◆ ÉNONCÉ DE L'EXERCICE
Recopiez à l'identique la partie des enregistrements qui s'ouvre au début de ceux-ci et se clôt sur la ligne contenant « x=361 y=656 », cette ligne comprise. N'incluez pas les images dans votre réponse.

Extrait du jeu de données:
+ + + + +

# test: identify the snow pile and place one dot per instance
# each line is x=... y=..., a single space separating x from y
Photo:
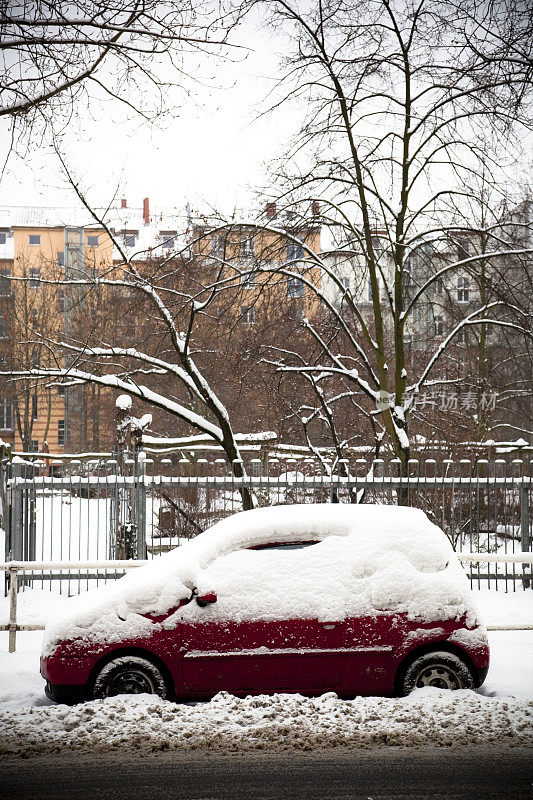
x=283 y=722
x=367 y=559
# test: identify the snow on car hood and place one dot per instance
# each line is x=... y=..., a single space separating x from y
x=368 y=559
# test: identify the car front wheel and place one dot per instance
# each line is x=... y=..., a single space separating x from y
x=129 y=675
x=441 y=670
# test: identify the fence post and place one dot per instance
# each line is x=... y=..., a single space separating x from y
x=13 y=589
x=140 y=504
x=525 y=539
x=16 y=516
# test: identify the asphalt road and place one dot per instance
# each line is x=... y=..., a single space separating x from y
x=378 y=774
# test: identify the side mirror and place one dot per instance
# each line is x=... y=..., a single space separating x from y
x=206 y=599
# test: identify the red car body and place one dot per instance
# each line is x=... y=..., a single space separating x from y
x=361 y=656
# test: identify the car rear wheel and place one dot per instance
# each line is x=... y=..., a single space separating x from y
x=441 y=670
x=129 y=675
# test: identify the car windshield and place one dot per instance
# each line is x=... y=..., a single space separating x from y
x=282 y=546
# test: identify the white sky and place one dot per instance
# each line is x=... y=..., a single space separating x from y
x=212 y=152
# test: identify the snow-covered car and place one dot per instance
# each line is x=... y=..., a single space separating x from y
x=355 y=599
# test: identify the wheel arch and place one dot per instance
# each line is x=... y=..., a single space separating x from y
x=433 y=647
x=120 y=652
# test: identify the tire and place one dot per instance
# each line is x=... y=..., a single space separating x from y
x=129 y=675
x=439 y=669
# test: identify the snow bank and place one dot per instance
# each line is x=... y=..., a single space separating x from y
x=367 y=559
x=428 y=717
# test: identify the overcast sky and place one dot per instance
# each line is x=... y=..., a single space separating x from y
x=212 y=152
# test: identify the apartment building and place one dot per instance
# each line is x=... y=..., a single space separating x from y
x=37 y=249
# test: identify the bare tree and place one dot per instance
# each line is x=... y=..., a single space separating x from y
x=56 y=55
x=405 y=103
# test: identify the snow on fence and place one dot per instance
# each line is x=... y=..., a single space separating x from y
x=13 y=569
x=82 y=509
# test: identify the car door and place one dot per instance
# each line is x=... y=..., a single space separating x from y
x=252 y=641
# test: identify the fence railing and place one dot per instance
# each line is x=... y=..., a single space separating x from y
x=14 y=568
x=86 y=511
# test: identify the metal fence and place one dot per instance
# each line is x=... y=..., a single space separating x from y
x=82 y=510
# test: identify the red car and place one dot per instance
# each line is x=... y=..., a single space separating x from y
x=355 y=599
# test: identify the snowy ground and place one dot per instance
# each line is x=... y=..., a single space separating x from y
x=501 y=713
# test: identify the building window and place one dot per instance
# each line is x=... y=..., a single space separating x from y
x=295 y=287
x=247 y=246
x=6 y=415
x=5 y=282
x=463 y=290
x=295 y=251
x=217 y=245
x=248 y=315
x=248 y=279
x=167 y=238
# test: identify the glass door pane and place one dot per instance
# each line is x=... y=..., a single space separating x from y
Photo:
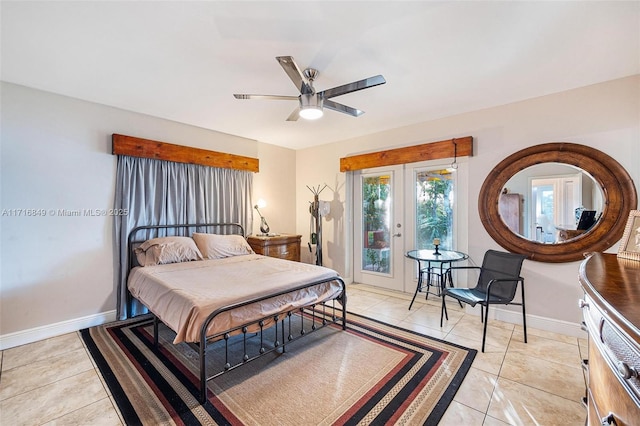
x=376 y=221
x=434 y=208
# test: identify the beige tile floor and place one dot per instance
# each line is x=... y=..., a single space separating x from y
x=54 y=381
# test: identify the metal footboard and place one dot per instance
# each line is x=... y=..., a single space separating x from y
x=271 y=332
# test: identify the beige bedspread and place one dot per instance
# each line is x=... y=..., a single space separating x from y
x=182 y=295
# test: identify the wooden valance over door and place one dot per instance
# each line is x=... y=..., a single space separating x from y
x=451 y=148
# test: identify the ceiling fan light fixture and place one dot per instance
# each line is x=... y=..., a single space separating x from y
x=311 y=106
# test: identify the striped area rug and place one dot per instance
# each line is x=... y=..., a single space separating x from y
x=372 y=373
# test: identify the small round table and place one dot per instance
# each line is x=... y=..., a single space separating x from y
x=435 y=270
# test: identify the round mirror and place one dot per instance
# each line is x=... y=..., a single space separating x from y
x=551 y=202
x=554 y=202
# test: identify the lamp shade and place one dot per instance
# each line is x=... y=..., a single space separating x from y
x=311 y=106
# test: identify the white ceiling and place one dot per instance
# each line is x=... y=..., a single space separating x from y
x=184 y=60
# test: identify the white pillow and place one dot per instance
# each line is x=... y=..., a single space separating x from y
x=214 y=246
x=158 y=251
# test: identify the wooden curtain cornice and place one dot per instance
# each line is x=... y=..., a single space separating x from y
x=146 y=148
x=458 y=147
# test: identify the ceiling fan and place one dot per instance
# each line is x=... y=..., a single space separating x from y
x=310 y=102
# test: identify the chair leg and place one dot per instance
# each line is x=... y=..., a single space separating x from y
x=486 y=321
x=443 y=310
x=524 y=316
x=417 y=289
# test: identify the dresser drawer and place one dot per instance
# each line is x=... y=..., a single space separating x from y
x=280 y=246
x=614 y=360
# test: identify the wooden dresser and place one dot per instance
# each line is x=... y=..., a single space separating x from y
x=284 y=246
x=611 y=310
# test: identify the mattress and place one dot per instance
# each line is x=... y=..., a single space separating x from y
x=183 y=295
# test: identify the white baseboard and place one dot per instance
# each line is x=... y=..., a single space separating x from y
x=52 y=330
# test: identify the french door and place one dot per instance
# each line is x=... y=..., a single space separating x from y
x=379 y=242
x=397 y=209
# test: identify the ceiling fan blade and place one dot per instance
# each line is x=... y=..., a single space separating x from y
x=353 y=87
x=272 y=97
x=334 y=106
x=294 y=115
x=294 y=73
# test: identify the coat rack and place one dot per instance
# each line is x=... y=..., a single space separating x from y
x=317 y=209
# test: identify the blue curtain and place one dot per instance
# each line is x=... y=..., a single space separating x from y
x=155 y=192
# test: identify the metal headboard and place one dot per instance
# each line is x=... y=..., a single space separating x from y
x=153 y=231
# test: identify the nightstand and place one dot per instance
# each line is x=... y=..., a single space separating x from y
x=283 y=246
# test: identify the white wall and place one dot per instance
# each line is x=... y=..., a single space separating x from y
x=276 y=185
x=57 y=272
x=605 y=116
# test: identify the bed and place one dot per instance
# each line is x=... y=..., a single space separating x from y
x=205 y=283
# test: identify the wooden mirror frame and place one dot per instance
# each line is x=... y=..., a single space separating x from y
x=617 y=186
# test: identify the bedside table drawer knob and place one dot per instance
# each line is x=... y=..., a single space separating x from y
x=626 y=371
x=609 y=420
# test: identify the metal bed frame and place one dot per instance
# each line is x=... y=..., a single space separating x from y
x=293 y=323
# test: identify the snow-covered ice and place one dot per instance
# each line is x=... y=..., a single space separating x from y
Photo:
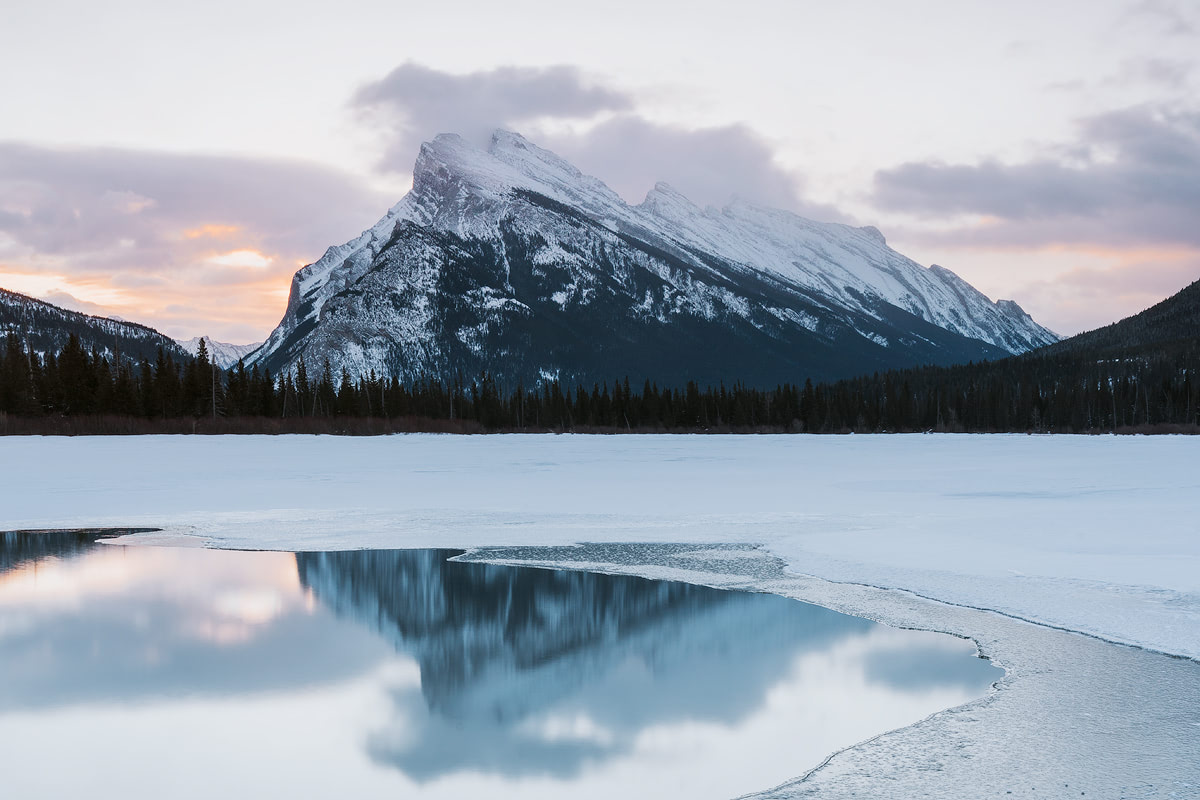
x=1091 y=534
x=1097 y=535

+ + + + +

◆ SOLUTION DU PROBLÈME
# test: identify the snow pile and place one dot per instance
# each line is x=... y=..., a single space separating x from y
Photo:
x=283 y=722
x=367 y=559
# test: identify the snow on car hood and place one dot per instance
# each line is x=... y=..., a single space separating x from y
x=368 y=559
# test: identify the car front wheel and place one dot per instance
# each line is x=... y=..., a single space separating x from y
x=129 y=675
x=441 y=670
# test: identify the fence post and place one dot per instance
# each line is x=... y=..., a single space separating x from y
x=13 y=589
x=140 y=504
x=525 y=539
x=16 y=516
# test: identify the asphalt road and place one dot per instance
# each line is x=... y=..., a single space separating x from y
x=378 y=774
# test: identify the side mirror and place one dot per instance
# each line is x=... y=..., a single space separating x from y
x=206 y=599
# test: identify the red car body and place one dot per instance
# each line is x=... y=..., a single space separating x from y
x=361 y=656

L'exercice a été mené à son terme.